* Extrait

--- --- ---

Dossier : IMM-5066-17

Référence : 2018 CF 687

[TRADUCTION FRANÇAISE]

Vancouver (Colombie-Britannique), le 6 juillet 2018

En présence de monsieur le juge Southcott

ENTRE :

ANELLA JN FRANCOIS

demanderesse

et

LE MINISTRE DE LA CITOYENNETÉ ET DE L’IMMIGRATION

défendeur

JUGEMENT ET MOTIFS

I.  Introduction

[1]  Il s’agit d’une demande de contrôle judiciaire de la décision rendue le 3 novembre 2017 par la Section de la protection des réfugiés (SPR) de la Commission de l’immigration et du statut de réfugié du Canada, par laquelle la SPR a rejeté la demande d’asile présentée par la demanderesse en application des articles 96 et 97 de la Loi sur l’immigration et la protection des réfugiés, LC 2001, c 27 (LIPR).

[2]  Comme je l’expliquerai de manière plus détaillée ci-après, cette demande est accueillie, parce que la SPR a commis une erreur dans le traitement de la preuve par affidavit déposée par la demanderesse pour appuyer sa requête.

II.  Énoncé des faits

[3]  La demanderesse, Anella Jn François, est une citoyenne de Sainte-Lucie. Elle est arrivée au Canada en août 2011 et a présenté une demande d’asile plusieurs mois plus tard, disant craindre d’être tuée par son ex-petit ami ou par l’ex-mari d’une femme avec qui elle avait développé une relation romantique à Sainte-Lucie en 2010. Elle dit également avoir été agressée par l’homme qui a été son premier partenaire amoureux. Mme François allègue craindre la violence et les persécutions de la part de la collectivité de Sainte-Lucie en général, parce qu’elle dit qu’on y sait maintenant qu’elle est bisexuelle. La demande d’asile de Mme François a été entendue et rejetée par la SPR dans la décision qui fait l’objet de la présente demande de contrôle judiciaire.

--- --- ---

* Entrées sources
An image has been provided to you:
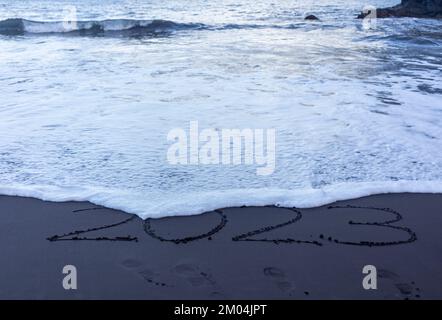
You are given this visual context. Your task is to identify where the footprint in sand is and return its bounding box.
[172,263,224,298]
[121,259,170,287]
[264,267,295,296]
[378,269,421,300]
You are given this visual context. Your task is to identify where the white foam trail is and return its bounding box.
[0,181,442,219]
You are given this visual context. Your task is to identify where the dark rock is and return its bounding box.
[358,0,442,19]
[304,14,319,21]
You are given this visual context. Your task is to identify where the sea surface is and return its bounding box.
[0,0,442,218]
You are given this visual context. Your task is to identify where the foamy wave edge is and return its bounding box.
[0,181,442,219]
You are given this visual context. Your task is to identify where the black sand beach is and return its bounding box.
[0,194,442,299]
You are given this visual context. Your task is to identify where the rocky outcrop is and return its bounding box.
[358,0,442,19]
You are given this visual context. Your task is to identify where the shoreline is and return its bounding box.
[0,193,442,300]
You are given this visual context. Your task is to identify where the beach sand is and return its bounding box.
[0,194,442,299]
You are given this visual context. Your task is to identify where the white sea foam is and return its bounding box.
[0,181,442,218]
[0,0,442,218]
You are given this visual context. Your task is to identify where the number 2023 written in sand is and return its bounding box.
[47,205,417,247]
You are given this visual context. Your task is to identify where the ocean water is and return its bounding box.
[0,0,442,218]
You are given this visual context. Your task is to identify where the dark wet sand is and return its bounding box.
[0,194,442,299]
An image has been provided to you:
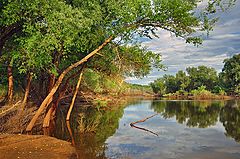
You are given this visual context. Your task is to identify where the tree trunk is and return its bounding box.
[66,71,83,121]
[7,64,13,104]
[43,67,83,128]
[26,36,113,131]
[48,74,56,93]
[21,73,32,111]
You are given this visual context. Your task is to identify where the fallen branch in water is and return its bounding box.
[130,113,158,136]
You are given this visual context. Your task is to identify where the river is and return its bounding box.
[54,100,240,159]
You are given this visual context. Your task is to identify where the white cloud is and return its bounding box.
[127,1,240,84]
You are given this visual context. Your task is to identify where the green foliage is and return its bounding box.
[150,66,220,97]
[0,0,235,102]
[150,78,166,95]
[221,54,240,93]
[186,66,218,90]
[191,86,213,99]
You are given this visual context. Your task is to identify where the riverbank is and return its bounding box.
[0,134,78,159]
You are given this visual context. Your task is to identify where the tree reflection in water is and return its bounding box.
[54,100,240,159]
[151,100,240,142]
[54,103,123,159]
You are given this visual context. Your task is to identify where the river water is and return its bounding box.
[54,100,240,159]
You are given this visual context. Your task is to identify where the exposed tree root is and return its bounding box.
[0,101,21,116]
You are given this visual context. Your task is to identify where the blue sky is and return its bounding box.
[126,0,240,84]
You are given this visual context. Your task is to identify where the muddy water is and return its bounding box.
[55,100,240,159]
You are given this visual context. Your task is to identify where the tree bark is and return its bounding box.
[26,36,113,131]
[66,71,83,121]
[7,64,13,104]
[43,67,83,128]
[21,73,32,111]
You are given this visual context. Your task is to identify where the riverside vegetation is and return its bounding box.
[0,0,236,148]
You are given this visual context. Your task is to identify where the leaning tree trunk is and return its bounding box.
[43,67,83,128]
[26,36,113,132]
[21,73,32,111]
[66,68,83,121]
[7,64,13,104]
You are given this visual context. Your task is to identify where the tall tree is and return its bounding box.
[221,54,240,93]
[186,66,218,90]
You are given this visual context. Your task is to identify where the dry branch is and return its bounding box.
[130,113,158,136]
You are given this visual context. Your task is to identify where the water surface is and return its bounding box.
[55,100,240,159]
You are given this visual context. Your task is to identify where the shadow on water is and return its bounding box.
[54,102,127,159]
[54,100,240,159]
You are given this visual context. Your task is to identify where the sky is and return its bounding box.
[126,0,240,85]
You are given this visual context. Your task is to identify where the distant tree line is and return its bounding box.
[150,54,240,95]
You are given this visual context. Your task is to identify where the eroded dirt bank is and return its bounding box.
[0,134,78,159]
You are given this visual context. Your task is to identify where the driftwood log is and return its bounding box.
[130,113,158,136]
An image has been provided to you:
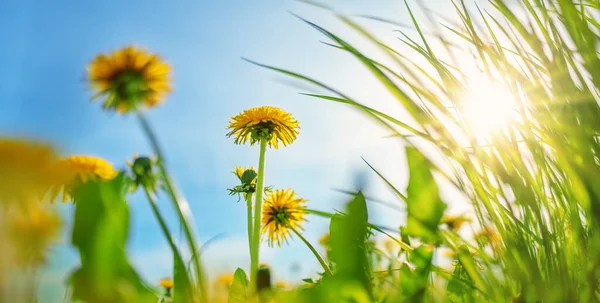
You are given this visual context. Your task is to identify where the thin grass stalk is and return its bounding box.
[250,137,267,288]
[245,193,254,272]
[144,186,193,301]
[289,226,333,276]
[137,111,207,302]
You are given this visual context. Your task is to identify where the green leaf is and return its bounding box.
[173,250,194,303]
[406,147,446,243]
[400,245,433,302]
[227,268,249,303]
[70,173,157,303]
[329,192,372,295]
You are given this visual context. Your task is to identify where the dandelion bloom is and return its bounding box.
[0,137,70,204]
[88,46,171,113]
[61,155,119,202]
[158,278,173,289]
[227,106,300,149]
[232,165,256,183]
[262,189,306,246]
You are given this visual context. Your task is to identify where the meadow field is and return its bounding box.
[0,0,600,303]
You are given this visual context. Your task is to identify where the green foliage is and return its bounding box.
[70,174,157,303]
[329,192,372,294]
[400,244,433,302]
[252,0,600,302]
[406,148,446,243]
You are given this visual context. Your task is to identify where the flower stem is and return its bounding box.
[245,193,254,274]
[250,137,267,287]
[289,226,333,276]
[137,111,207,302]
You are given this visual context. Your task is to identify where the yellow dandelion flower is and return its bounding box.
[88,46,171,113]
[227,106,300,149]
[440,215,471,232]
[158,278,173,289]
[0,137,70,203]
[61,155,119,202]
[232,165,256,184]
[262,189,306,246]
[5,203,61,265]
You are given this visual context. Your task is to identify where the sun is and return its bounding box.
[461,75,519,140]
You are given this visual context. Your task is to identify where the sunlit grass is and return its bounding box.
[0,0,600,303]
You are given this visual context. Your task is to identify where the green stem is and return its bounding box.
[289,226,333,276]
[245,193,254,274]
[144,187,189,294]
[250,138,267,287]
[137,111,207,302]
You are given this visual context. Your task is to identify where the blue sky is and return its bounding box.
[0,0,474,302]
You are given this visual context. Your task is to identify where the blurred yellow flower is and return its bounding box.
[227,106,300,149]
[158,278,173,289]
[88,46,171,113]
[3,203,61,265]
[262,188,306,246]
[62,155,119,183]
[0,137,71,203]
[61,155,119,202]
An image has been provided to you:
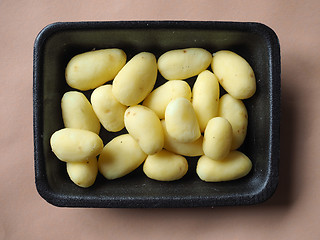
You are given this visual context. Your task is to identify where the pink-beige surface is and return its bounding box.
[0,0,320,240]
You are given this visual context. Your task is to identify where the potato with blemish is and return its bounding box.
[211,50,256,99]
[158,48,212,80]
[65,48,127,91]
[143,80,191,119]
[143,150,188,181]
[124,105,164,155]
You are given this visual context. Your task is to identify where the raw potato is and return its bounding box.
[161,120,204,157]
[67,157,98,188]
[143,150,188,181]
[91,85,127,132]
[211,50,256,99]
[196,151,252,182]
[65,48,127,91]
[158,48,212,80]
[112,52,158,106]
[192,70,219,132]
[61,91,100,134]
[98,134,147,180]
[143,80,191,119]
[203,117,232,160]
[165,98,201,143]
[218,94,248,150]
[50,128,103,162]
[124,105,164,155]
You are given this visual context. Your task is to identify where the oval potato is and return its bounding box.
[192,70,220,132]
[65,48,127,91]
[158,48,212,80]
[112,52,158,106]
[211,50,256,99]
[98,134,147,180]
[61,91,100,134]
[196,151,252,182]
[67,157,98,188]
[124,105,164,155]
[50,128,103,162]
[218,94,248,150]
[143,150,188,181]
[91,85,127,132]
[143,80,191,119]
[165,98,201,143]
[203,117,232,160]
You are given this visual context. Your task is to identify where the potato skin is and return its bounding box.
[65,48,127,91]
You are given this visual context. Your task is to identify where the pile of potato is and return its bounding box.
[50,48,256,187]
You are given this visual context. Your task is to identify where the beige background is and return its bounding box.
[0,0,320,240]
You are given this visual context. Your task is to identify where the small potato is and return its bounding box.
[112,52,158,106]
[165,98,201,143]
[158,48,212,80]
[161,120,204,157]
[203,117,232,160]
[98,134,147,180]
[192,70,219,132]
[218,94,248,150]
[143,80,191,119]
[91,85,127,132]
[211,50,256,99]
[50,128,103,162]
[65,48,127,91]
[61,91,100,134]
[143,150,188,181]
[124,105,164,155]
[67,157,98,188]
[196,151,252,182]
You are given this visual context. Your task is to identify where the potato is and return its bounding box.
[211,50,256,99]
[196,151,252,182]
[65,48,127,91]
[98,134,147,180]
[218,94,248,150]
[112,52,158,106]
[91,85,127,132]
[50,128,103,162]
[61,91,100,134]
[67,157,98,188]
[203,117,232,160]
[143,80,191,119]
[192,70,219,132]
[158,48,212,80]
[165,98,201,143]
[143,150,188,181]
[161,120,204,157]
[124,105,164,155]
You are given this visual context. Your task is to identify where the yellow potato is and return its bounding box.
[203,117,232,160]
[161,120,204,157]
[67,157,98,188]
[165,98,201,143]
[65,48,127,91]
[124,105,164,155]
[61,91,100,134]
[143,150,188,181]
[196,151,252,182]
[192,70,219,132]
[50,128,103,162]
[143,80,191,119]
[98,134,147,180]
[91,85,127,132]
[211,50,256,99]
[158,48,212,80]
[218,94,248,150]
[112,52,158,106]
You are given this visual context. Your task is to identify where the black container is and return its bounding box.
[33,21,280,207]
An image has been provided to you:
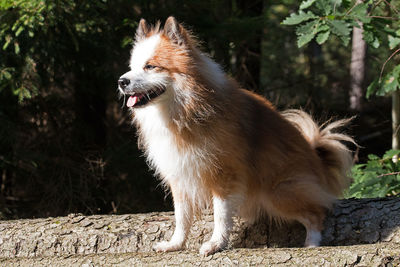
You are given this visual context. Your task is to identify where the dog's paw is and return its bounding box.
[153,241,183,252]
[200,240,226,256]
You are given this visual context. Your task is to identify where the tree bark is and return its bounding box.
[0,197,400,266]
[350,0,367,111]
[392,89,400,159]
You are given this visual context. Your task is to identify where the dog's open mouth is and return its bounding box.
[126,89,165,108]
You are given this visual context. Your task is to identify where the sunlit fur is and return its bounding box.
[121,17,353,255]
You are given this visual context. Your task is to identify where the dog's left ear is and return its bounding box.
[164,16,188,46]
[135,19,149,41]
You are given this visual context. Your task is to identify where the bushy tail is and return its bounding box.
[282,109,357,196]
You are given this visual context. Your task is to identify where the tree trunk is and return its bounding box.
[350,0,367,111]
[392,89,400,162]
[0,198,400,266]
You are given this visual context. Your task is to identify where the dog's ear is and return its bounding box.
[164,16,188,46]
[135,19,150,41]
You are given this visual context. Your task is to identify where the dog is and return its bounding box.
[118,17,354,255]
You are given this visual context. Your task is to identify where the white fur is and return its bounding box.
[129,34,160,74]
[201,54,227,89]
[304,230,322,248]
[153,201,193,252]
[134,103,213,208]
[200,196,234,256]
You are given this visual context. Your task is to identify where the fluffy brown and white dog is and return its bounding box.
[118,17,353,255]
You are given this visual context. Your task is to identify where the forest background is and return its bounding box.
[0,0,400,219]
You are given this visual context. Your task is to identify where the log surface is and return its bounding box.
[0,197,400,266]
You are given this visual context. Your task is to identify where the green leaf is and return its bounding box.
[296,20,319,36]
[299,0,316,10]
[282,11,318,25]
[14,42,19,55]
[328,20,350,36]
[15,26,24,37]
[383,149,400,159]
[388,35,400,49]
[297,33,315,47]
[349,3,371,23]
[363,27,380,48]
[296,19,320,47]
[316,0,333,15]
[327,20,351,45]
[316,31,331,45]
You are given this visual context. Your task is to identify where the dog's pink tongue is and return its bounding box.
[126,96,138,108]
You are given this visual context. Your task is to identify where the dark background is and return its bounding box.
[0,0,391,219]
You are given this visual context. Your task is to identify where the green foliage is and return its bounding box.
[367,65,400,98]
[347,150,400,198]
[282,0,400,97]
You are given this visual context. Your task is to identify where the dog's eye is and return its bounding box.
[144,64,156,70]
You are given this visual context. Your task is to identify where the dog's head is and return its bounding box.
[118,17,195,108]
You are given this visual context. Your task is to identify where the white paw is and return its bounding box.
[304,230,321,248]
[200,240,227,256]
[153,241,183,252]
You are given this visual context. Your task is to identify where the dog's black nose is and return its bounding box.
[118,78,131,89]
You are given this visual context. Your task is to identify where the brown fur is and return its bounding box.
[129,17,354,251]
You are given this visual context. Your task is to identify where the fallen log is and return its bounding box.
[0,197,400,260]
[0,244,400,267]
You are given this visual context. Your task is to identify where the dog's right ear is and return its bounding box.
[164,16,188,46]
[135,19,150,41]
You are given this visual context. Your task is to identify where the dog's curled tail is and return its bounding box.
[282,109,357,196]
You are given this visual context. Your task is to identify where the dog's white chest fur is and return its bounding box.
[135,105,210,205]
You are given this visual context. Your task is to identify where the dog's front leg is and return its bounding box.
[200,196,234,256]
[153,193,193,252]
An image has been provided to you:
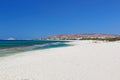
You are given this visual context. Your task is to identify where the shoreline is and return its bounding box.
[0,41,120,80]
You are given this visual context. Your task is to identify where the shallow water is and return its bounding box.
[0,40,69,57]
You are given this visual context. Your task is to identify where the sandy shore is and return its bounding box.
[0,41,120,80]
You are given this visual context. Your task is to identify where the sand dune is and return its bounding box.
[0,41,120,80]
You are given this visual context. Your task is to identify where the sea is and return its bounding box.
[0,40,70,57]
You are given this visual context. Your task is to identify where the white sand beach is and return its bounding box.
[0,41,120,80]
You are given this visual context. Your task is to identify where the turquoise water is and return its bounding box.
[0,40,69,57]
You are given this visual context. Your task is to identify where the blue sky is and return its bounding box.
[0,0,120,39]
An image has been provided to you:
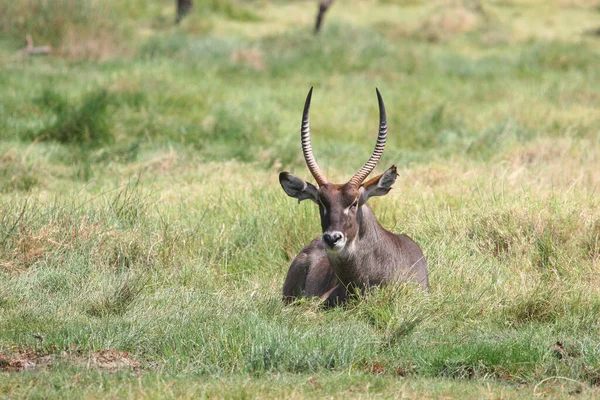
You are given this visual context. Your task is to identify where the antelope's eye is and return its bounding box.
[319,198,327,214]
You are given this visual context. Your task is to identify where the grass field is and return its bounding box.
[0,0,600,399]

--- --- ---

* Exercices
A - D'après l'extrait, de quel pays la demanderesse est-elle citoyenne ?
B - Dans les entrées, mettez à jour les lignes qui commencent à celle contenant « dune is and return its bounding box. » et se terminent à celle contenant « [0,0,120,39] » en remplaçant « turquoise water » par « blue water ». Ne recopiez que ces lignes.

* Corrigé
A - Elle est citoyenne de Sainte-Lucie.

B -
You are given this visual context. Your task is to identify where the sand dune is and return its bounding box.
[0,41,120,80]
You are given this visual context. Your task is to identify where the sea is and return its bounding box.
[0,40,70,57]
You are given this visual context. Your task is to identify where the white sand beach is and return its bounding box.
[0,41,120,80]
You are given this visual context. Your task is to identify where the blue water is and return its bounding box.
[0,40,69,57]
You are given this visual context. Your task is to identify where the blue sky is and return its bounding box.
[0,0,120,39]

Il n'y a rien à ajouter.